◆ Exercise 1:
Please duplicate part of the sperm competition passage word for word, beginning at the words "The findings are" and stopping after the words "idea much credence.".
◆ Exercise 2:
Answer these questions from the sperm competition passage:
(a) From how many men did the Sheffield team mix sperm samples?
(b) At which institution is Michael Bedford a reproductive biologist?
(c) What typical nonpaternity rate does the survey of 67 studies report for men with high paternity confidence?

◆ Source extract:
______

To test this idea, reproductive biologist H.D.M. Moore, molecular biologist M. Martin and evolutionary ecologist Tim Birkhead (all from the University of Sheffield) mixed sperm samples from 15 men in various combinations and checked for how the cells moved, clumped together, or developed abnormal shapes. "These are very simple experiments, but we tried to mimic what goes on in the reproductive tract," Moore says. The team found no excess casualties from any particular donor or other evidence of warring sperm. "The kamikaze sperm hypothesis is probably not a mechanism in human sperm competition," says Birkhead.

The findings are "the nail in the coffin for the kamikaze hypothesis," says Michael Bedford, a reproductive biologist at Cornell University's Weill Medical Center in New York City. He says he had never given the idea much credence.

== Female responses to sperm competition ==
A survey of 67 studies reporting nonpaternity suggests that for men with high paternity confidence rates of nonpaternity are (excluding studies of unknown methodology) typically 1.9%, substantially less than the typical rates of 10% or higher cited by many researchers. Cuckolded fathers are rare in human populations. "Media and popular scientific literature often claim that many alleged fathers are being cuckolded into raising children that biologically are not their own," said Maarten Larmuseau of KU Leuven in Belgium. "Surprisingly, the estimated rates within human populations are quite low--around 1 or 2 percent." "Reliable data on contemporary populations that have become available over the last decade, mainly as supplementary results of medical studies, don't support the notion that one in 10 people don't know who their "real" fathers are. The findings suggest that any potential advantage of cheating in order to have children that are perhaps better endowed is offset for the majority of women by the potential costs, the researchers say. Those costs likely include spousal aggression, divorce, or reduced paternal investment by the social partner or his relatives. The observed low cuckoldry rates in contemporary and past human populations challenge clearly the well-known idea that women routinely 'shop around' for good genes by engaging in extra-pair copulations to obtain genetic benefits for their children," Larmuseau said.

______

◆ Material provided:

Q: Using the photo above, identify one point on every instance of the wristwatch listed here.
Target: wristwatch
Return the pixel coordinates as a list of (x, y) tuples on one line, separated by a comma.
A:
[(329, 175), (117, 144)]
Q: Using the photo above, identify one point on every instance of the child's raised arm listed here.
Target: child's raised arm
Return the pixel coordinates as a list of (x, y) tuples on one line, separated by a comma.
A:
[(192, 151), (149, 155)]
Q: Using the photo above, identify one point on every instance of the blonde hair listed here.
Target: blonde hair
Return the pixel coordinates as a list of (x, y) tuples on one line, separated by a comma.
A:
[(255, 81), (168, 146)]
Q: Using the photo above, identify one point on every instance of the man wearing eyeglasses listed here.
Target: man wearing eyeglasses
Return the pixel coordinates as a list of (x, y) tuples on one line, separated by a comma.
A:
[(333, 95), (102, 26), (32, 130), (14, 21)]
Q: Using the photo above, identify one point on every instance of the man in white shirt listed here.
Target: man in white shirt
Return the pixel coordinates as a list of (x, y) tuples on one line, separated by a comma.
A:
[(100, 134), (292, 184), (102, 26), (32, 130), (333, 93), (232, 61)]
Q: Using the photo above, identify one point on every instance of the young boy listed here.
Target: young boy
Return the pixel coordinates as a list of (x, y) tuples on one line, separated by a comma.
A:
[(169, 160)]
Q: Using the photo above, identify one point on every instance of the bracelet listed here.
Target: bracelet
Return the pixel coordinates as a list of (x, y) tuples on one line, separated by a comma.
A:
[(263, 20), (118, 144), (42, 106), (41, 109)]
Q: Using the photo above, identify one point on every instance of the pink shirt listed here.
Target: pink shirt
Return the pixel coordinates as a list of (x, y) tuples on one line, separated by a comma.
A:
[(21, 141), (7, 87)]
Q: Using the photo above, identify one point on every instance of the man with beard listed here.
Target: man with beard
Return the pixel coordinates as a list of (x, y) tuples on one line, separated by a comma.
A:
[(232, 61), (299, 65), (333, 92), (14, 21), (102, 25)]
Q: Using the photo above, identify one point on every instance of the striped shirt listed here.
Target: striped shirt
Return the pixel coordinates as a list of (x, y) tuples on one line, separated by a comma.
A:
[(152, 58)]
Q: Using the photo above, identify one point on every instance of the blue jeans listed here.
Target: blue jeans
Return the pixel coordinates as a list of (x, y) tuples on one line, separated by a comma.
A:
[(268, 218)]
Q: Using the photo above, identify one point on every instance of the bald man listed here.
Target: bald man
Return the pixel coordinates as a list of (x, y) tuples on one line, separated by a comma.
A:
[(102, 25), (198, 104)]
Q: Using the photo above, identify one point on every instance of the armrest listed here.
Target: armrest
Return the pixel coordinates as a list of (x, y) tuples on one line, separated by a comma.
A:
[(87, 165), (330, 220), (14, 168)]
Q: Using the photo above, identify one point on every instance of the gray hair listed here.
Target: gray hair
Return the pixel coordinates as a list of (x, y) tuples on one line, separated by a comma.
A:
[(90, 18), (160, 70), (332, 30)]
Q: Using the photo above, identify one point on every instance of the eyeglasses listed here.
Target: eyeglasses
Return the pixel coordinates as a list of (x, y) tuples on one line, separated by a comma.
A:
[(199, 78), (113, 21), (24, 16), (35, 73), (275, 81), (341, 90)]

______

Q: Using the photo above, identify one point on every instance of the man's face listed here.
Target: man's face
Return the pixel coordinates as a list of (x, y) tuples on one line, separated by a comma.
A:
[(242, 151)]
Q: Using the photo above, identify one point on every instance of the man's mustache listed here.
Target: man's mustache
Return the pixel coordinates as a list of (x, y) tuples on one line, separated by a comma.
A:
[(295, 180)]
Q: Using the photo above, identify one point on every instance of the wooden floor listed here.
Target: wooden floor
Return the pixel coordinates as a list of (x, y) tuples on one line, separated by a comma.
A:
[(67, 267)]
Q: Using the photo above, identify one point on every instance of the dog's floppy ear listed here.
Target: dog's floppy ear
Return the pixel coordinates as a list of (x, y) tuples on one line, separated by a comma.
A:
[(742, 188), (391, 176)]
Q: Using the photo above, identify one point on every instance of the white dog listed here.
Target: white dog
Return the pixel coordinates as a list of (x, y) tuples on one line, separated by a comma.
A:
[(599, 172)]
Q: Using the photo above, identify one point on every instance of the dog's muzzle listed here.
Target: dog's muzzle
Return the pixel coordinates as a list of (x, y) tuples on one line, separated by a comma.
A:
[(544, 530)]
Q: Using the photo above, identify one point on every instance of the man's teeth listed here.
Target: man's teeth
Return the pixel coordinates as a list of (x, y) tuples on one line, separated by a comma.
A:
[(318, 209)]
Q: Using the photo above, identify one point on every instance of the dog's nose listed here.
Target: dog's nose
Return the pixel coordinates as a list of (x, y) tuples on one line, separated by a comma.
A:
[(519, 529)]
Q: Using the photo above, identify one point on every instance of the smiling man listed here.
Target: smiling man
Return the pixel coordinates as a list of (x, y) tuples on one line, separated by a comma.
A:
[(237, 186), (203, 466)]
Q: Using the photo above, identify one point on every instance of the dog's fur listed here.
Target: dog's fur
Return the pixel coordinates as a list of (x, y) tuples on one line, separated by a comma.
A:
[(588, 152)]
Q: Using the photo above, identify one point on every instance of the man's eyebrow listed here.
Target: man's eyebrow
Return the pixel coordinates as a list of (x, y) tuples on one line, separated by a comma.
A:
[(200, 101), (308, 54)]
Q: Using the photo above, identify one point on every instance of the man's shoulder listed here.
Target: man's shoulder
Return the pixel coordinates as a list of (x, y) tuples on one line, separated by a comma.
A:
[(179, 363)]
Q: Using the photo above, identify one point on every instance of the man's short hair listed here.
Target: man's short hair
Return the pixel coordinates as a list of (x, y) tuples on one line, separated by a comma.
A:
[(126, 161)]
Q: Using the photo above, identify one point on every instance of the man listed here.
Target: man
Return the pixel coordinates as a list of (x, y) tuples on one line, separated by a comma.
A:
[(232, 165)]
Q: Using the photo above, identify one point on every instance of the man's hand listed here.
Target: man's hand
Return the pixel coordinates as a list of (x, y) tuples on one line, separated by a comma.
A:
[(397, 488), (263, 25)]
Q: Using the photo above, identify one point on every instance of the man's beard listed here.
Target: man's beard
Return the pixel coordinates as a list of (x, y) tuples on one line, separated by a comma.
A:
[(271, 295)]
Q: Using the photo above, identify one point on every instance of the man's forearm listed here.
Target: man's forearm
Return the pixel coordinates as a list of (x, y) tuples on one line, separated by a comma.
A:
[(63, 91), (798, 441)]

______

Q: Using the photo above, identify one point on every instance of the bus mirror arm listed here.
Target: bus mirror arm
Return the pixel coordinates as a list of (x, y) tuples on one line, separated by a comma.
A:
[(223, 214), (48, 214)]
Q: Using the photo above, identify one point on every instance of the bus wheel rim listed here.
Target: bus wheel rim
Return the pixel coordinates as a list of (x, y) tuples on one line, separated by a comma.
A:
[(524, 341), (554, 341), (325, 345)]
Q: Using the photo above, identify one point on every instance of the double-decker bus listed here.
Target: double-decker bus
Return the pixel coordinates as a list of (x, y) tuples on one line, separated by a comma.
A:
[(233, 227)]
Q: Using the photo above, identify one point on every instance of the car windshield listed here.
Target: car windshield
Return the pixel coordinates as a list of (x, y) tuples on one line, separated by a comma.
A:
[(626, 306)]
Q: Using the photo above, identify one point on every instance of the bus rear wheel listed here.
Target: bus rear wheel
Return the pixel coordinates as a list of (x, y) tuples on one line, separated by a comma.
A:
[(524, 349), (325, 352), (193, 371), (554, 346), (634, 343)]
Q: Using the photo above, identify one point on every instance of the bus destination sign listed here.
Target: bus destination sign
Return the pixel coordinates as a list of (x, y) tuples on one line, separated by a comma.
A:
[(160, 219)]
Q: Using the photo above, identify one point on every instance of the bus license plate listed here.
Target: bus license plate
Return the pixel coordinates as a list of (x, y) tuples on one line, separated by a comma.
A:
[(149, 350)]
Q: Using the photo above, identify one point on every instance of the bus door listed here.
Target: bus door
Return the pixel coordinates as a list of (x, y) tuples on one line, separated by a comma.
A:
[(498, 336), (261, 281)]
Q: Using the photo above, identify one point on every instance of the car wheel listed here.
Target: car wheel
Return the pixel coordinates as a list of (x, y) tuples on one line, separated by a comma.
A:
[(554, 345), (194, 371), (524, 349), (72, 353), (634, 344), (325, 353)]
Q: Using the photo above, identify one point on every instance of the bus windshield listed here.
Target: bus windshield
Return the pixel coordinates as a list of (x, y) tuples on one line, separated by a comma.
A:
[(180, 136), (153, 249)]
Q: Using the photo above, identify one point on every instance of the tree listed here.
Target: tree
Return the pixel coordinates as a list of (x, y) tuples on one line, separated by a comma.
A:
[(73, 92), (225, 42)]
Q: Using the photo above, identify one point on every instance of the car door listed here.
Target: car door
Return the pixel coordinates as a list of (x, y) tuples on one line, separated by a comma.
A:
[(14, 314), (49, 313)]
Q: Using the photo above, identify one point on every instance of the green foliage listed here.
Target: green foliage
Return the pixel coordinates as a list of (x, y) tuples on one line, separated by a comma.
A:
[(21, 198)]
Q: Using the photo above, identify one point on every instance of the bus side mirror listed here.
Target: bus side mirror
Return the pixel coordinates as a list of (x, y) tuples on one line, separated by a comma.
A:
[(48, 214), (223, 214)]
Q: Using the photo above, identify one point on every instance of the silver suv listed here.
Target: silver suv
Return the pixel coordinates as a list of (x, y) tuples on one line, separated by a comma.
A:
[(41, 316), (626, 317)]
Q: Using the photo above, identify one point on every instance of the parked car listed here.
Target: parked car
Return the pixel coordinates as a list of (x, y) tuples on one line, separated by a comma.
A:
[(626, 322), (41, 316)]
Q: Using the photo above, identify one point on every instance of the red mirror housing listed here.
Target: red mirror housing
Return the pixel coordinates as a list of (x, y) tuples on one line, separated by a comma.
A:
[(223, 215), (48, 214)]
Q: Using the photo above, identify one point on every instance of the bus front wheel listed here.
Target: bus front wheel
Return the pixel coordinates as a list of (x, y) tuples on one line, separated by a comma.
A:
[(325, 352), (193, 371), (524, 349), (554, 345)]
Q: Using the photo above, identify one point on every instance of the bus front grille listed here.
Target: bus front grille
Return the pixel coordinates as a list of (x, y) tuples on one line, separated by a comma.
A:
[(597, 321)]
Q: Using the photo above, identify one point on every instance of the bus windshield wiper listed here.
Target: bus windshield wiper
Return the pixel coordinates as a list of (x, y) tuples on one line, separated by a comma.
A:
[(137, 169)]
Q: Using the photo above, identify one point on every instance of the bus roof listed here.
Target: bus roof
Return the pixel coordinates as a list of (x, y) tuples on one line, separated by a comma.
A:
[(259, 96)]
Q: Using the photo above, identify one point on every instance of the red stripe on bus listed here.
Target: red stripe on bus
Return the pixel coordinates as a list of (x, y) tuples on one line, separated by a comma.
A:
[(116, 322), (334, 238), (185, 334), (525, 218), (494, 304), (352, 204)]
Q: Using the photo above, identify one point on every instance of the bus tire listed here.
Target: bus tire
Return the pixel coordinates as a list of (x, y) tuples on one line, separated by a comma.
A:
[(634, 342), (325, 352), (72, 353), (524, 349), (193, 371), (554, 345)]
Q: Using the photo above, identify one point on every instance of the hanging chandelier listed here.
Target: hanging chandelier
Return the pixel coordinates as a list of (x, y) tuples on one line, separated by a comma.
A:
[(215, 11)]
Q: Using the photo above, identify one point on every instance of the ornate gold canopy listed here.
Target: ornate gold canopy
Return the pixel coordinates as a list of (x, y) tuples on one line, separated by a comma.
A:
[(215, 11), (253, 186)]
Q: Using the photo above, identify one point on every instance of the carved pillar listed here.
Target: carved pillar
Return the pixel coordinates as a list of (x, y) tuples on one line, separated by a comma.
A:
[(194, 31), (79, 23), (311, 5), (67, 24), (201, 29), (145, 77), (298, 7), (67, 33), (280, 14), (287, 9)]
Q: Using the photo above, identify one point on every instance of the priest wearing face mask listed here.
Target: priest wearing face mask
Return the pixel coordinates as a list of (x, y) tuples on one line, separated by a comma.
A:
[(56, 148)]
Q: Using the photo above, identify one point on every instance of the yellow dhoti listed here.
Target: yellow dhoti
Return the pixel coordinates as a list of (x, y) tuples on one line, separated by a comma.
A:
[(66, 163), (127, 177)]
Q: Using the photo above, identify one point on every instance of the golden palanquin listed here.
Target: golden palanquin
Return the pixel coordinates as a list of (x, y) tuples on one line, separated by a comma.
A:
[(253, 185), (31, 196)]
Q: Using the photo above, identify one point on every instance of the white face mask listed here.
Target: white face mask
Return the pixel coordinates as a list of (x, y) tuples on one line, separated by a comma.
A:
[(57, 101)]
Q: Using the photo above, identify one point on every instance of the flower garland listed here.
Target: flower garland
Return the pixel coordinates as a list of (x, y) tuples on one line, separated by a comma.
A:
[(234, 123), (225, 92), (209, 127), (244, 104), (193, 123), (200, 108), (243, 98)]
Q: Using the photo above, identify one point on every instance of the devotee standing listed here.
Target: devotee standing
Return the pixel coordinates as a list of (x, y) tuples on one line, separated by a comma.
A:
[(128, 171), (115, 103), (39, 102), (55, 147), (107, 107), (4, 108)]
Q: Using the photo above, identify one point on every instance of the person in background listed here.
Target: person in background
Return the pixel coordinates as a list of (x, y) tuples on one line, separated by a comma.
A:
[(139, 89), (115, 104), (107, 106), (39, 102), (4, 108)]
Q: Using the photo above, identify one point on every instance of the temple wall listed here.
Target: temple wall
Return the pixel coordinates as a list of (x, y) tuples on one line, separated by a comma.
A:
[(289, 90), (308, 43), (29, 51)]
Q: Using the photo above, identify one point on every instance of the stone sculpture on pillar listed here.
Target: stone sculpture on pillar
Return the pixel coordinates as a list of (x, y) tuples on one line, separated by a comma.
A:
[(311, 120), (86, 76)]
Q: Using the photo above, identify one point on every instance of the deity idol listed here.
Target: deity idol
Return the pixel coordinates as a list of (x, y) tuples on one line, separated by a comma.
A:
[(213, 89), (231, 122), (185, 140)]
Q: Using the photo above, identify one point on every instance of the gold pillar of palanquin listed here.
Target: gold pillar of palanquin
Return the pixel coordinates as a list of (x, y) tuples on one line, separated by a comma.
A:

______

◆ Exercise output 1:
The findings are "the nail in the coffin for the kamikaze hypothesis," says Michael Bedford, a reproductive biologist at Cornell University's Weill Medical Center in New York City. He says he had never given the idea much credence.

◆ Exercise output 2:
(a) 15 men.
(b) Cornell University's Weill Medical Center in New York City.
(c) 1.9%.